Reproduce the lines from the start through the one containing "643,531 -> 1004,633", with "dirt path" swapped for "gravel trail" and nothing else changed.
▬▬▬▬▬▬▬▬▬▬
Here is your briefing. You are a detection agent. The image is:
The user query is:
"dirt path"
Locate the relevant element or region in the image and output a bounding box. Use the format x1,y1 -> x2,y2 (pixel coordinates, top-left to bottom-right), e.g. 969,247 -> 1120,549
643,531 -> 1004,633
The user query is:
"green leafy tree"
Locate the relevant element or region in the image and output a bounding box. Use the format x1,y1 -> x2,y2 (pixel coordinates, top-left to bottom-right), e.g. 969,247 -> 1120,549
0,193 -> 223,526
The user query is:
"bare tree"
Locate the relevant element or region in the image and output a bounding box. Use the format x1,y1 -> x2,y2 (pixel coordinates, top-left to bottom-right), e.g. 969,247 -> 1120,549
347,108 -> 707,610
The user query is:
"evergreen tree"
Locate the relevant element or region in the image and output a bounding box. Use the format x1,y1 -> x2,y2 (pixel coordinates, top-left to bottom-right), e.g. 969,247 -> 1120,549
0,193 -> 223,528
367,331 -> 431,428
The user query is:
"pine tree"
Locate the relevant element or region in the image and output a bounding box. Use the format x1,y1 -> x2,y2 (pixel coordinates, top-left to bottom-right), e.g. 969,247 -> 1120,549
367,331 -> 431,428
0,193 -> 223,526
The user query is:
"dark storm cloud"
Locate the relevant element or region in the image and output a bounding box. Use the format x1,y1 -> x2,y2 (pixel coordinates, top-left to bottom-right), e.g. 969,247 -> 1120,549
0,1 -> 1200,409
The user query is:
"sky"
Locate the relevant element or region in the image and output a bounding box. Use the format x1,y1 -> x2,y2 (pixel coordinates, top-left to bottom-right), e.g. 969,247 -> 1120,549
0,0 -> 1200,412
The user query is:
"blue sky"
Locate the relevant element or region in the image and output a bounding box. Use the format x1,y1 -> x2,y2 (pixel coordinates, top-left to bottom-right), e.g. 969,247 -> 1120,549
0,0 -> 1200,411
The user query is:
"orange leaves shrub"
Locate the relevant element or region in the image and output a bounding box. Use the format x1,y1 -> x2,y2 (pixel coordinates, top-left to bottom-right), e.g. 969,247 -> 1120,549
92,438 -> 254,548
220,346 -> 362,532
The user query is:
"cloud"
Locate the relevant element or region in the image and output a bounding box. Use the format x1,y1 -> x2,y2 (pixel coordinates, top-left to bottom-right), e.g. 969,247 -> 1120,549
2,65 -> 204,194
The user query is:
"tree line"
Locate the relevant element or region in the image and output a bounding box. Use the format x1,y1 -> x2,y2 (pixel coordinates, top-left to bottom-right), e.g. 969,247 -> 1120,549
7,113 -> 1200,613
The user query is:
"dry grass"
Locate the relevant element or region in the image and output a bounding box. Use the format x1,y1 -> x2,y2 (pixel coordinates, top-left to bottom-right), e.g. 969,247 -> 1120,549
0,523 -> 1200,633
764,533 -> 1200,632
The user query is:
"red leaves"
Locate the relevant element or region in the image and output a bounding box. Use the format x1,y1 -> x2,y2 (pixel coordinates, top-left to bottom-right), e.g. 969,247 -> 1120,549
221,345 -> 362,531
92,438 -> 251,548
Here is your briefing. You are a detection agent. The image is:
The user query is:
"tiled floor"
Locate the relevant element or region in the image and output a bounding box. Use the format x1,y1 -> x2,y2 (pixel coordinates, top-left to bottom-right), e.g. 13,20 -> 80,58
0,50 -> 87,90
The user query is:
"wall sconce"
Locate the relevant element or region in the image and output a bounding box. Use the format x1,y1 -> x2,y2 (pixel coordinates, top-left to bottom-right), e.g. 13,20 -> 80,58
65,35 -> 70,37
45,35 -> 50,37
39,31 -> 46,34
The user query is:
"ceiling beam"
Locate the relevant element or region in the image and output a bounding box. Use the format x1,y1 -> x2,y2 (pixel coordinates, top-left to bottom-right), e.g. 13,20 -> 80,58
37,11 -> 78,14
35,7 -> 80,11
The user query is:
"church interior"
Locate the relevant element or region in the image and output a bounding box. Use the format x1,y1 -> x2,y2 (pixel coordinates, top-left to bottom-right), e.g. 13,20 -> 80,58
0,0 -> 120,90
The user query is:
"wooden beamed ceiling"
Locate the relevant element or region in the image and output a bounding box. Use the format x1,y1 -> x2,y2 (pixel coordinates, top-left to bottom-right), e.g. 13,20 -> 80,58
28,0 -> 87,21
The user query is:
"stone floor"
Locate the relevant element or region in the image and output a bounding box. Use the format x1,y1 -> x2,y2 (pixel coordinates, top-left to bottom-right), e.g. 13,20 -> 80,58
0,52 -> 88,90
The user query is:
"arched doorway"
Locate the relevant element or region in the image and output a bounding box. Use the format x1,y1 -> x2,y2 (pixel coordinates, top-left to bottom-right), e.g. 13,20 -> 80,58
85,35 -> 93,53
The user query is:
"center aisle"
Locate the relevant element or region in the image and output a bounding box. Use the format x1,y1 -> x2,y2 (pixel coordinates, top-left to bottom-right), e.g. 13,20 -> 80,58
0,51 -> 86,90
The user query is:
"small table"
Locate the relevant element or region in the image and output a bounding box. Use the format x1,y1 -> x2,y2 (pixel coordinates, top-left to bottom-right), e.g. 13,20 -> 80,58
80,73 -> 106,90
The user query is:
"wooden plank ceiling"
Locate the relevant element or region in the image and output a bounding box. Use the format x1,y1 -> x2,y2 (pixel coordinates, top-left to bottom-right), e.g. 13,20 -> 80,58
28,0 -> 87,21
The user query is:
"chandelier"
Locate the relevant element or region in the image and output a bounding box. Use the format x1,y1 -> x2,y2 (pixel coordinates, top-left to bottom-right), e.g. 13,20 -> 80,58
▬▬▬▬▬▬▬▬▬▬
- [TASK RESPONSE]:
Here is your briefing. You are a detection agent. The image is:
The user query is:
"gravel trail"
Locate the relevant element or region in the image and output a bounding box. Use the format x1,y1 -> x2,y2 (pixel coordinates, top-left to bottom-right), e.g. 969,247 -> 1120,549
643,531 -> 1004,633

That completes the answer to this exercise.